(Location identification items)
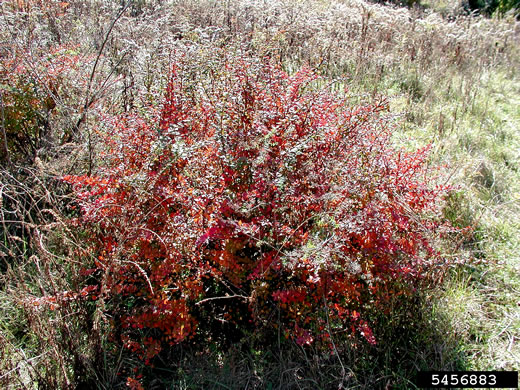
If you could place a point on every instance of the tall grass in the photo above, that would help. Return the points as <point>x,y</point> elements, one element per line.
<point>452,81</point>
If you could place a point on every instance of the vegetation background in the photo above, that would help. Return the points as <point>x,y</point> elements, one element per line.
<point>449,70</point>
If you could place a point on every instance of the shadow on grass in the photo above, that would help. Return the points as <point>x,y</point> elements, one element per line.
<point>412,336</point>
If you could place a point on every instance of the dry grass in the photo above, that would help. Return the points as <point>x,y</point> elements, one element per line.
<point>452,81</point>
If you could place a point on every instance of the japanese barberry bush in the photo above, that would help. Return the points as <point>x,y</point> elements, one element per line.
<point>253,200</point>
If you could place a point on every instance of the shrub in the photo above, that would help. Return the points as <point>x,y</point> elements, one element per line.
<point>253,200</point>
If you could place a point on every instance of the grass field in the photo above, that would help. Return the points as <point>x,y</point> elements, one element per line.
<point>451,80</point>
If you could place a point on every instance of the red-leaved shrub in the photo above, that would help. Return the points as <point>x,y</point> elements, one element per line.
<point>253,200</point>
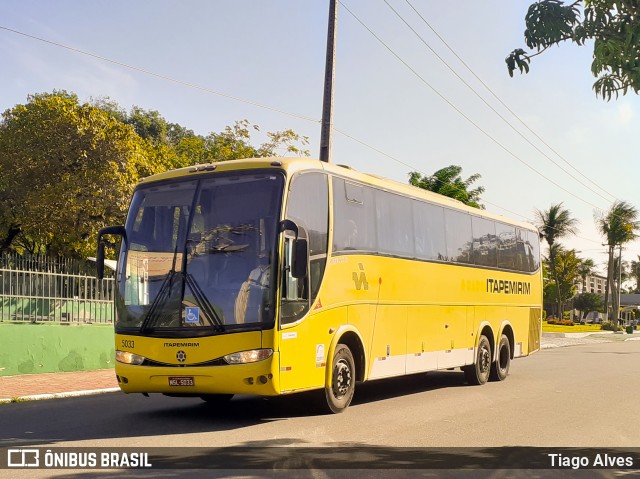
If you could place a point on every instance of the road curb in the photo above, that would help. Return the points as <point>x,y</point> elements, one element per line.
<point>40,397</point>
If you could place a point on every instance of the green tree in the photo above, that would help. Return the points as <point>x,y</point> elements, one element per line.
<point>448,182</point>
<point>234,142</point>
<point>553,224</point>
<point>618,225</point>
<point>585,269</point>
<point>66,170</point>
<point>565,271</point>
<point>634,272</point>
<point>587,302</point>
<point>613,25</point>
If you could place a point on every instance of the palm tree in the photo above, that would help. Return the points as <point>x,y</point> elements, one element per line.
<point>553,224</point>
<point>618,225</point>
<point>635,273</point>
<point>448,182</point>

● Short task
Can you reproduce all of the items above word for word, omitting the pictures?

● Task response
If you could place a point on every instance of the tall grass in the photo above, that would help. Return the points as <point>x,y</point> elements, one element per line.
<point>452,81</point>
If you could place a point on every instance of the vegetation background in the photo above, that would help. Return the points as <point>x,y</point> elements, one element per line.
<point>449,70</point>
If you could place a point on every instance of the shadow on grass in the photo above, that would help. Return the points as <point>x,y</point> elements, one element per line.
<point>412,336</point>
If you could place a point on every instance of the dry grass in the photo above, that would help. Return the points as <point>x,y</point> elements, one element per line.
<point>452,81</point>
If you could place a point on every instance of the japanese barberry bush in the photo above, that would help. Return the points as <point>x,y</point> elements, one element per line.
<point>253,200</point>
If you could place a point on every instance of the shrub in the photo above, that would help. Return the points as <point>x,y</point> elements, one element per line.
<point>253,200</point>
If you could place a point on every instance of the grass field in the photo above, that would help. Return the points as <point>x,y</point> elements, one element per line.
<point>451,80</point>
If you could place a point on every instance of the red-leaved shrub in the photo above, that would help. Return the points as <point>x,y</point> elements, one element per line.
<point>253,200</point>
If you could place a point on every instance of the road curb in the photo above, that would help. Return the points as <point>x,y</point> elements, one element per line.
<point>40,397</point>
If you could place a point on every instance of the green tree in the photo above, that would help. Return the points as <point>x,y</point> elements, one element per line.
<point>448,182</point>
<point>234,142</point>
<point>553,224</point>
<point>618,225</point>
<point>585,269</point>
<point>66,170</point>
<point>565,271</point>
<point>634,272</point>
<point>587,302</point>
<point>613,25</point>
If you could place a point on every instance of the palm tree in the photo above, that would help. Return the points as <point>x,y</point> elements, one element per line.
<point>553,224</point>
<point>618,225</point>
<point>635,273</point>
<point>448,182</point>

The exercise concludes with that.